## Requisiti delle consegne
A – Riporti parola per parola il passo della scheda su The Killing che va da "La trama (con" a "uno dopo l'altro.".
B – Traduca in inglese la seguente frase della scheda su The Killing: "La trama (con parole mie): sono passati mesi dalla risoluzione del caso di Rosie Larsen, e mentre l'ormai ex detective Linden si gode una ritrovata tranquillità con un nuovo impiego, un nuovo e più giovane compagno ed un lavoro a bassissimo rischio su un'isola al largo di Seattle, il suo ex partner Holder, in coppia con il veterano Reddick, si è completamente ripulito e si dedica ad una nuova relazione e a risolvere casi uno dopo l'altro."

Visualizzazione post con etichetta Elias Koteas. Mostra tutti i post
Visualizzazione post con etichetta Elias Koteas. Mostra tutti i post

sabato 17 ottobre 2015

The killing - Stagione 3

Produzione: AMC
Origine: USA
Anno:
2013
Episodi:
12






La trama (con parole mie): sono passati mesi dalla risoluzione del caso di Rosie Larsen, e mentre l'ormai ex detective Linden si gode una ritrovata tranquillità con un nuovo impiego, un nuovo e più giovane compagno ed un lavoro a bassissimo rischio su un'isola al largo di Seattle, il suo ex partner Holder, in coppia con il veterano Reddick, si è completamente ripulito e si dedica ad una nuova relazione e a risolvere casi uno dopo l'altro.

## Dati grezzi
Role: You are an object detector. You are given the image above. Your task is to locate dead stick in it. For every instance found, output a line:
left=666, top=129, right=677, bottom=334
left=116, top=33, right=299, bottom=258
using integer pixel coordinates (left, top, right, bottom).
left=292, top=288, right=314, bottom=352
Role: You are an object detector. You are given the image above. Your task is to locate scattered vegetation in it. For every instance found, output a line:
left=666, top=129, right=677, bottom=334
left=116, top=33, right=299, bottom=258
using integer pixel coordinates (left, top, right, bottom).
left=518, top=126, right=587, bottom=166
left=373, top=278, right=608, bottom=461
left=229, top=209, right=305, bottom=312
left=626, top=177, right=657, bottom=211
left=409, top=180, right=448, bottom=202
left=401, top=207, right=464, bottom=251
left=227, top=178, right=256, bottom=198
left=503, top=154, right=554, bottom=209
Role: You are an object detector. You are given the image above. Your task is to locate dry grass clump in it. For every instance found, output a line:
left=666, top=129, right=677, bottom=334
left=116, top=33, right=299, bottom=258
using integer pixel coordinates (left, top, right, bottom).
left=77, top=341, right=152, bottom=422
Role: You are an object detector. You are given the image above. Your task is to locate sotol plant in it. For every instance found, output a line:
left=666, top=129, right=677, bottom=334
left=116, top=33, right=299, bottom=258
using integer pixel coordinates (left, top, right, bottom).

...

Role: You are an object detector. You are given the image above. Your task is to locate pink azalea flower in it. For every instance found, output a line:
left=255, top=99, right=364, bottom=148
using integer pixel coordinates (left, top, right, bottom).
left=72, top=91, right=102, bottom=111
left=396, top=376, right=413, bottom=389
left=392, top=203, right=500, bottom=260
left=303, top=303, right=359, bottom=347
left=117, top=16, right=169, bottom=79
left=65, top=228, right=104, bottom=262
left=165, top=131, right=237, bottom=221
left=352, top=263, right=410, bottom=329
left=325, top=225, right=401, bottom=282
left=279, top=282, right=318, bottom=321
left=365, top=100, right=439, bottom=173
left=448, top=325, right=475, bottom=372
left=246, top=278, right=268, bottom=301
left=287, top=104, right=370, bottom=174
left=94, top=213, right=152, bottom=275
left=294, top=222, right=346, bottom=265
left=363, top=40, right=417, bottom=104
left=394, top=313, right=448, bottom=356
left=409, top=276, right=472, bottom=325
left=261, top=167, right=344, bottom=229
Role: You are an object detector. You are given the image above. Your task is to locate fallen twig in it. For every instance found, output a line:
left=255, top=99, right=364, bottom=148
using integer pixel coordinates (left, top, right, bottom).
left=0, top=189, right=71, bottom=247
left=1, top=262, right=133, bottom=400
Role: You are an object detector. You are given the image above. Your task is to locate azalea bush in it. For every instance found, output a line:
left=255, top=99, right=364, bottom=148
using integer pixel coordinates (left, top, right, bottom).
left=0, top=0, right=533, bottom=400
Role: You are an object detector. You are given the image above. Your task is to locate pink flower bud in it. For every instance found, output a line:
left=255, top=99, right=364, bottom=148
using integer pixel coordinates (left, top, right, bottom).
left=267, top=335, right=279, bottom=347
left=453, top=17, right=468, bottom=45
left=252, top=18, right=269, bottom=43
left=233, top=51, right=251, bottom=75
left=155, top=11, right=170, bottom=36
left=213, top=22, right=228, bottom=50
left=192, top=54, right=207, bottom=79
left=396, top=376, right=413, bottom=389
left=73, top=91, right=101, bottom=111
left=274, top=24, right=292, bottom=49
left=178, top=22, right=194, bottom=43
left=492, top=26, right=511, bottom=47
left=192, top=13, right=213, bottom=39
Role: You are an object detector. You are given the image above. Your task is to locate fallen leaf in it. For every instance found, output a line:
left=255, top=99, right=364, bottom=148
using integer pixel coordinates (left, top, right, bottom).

## Soluzioni complete
A –
La trama (con parole mie): sono passati mesi dalla risoluzione del caso di Rosie Larsen, e mentre l'ormai ex detective Linden si gode una ritrovata tranquillità con un nuovo impiego, un nuovo e più giovane compagno ed un lavoro a bassissimo rischio su un'isola al largo di Seattle, il suo ex partner Holder, in coppia con il veterano Reddick, si è completamente ripulito e si dedica ad una nuova relazione e a risolvere casi uno dopo l'altro.

B – The plot (in my own words): months have passed since the Rosie Larsen case was solved, and while the now former detective Linden enjoys a newfound calm with a new position, a new and younger companion and very low-risk work on an island off Seattle, Linden's former partner Holder, teamed up with the veteran Reddick, has completely cleaned up and is devoting himself to a new relationship and to solving cases one after another.